Aim of the exercise:
Put every line of the items below into a JSON list of strings, one string per line, with blank lines skipped. Leave the pictures out.

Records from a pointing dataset
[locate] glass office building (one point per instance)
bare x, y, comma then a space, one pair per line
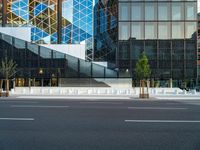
51, 21
165, 30
105, 30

Answer to this task:
[
  "[locate] glass office building (one point per instance)",
  "bare x, y, comma then a space, one pair per line",
  "51, 21",
  "165, 30",
  "105, 30"
]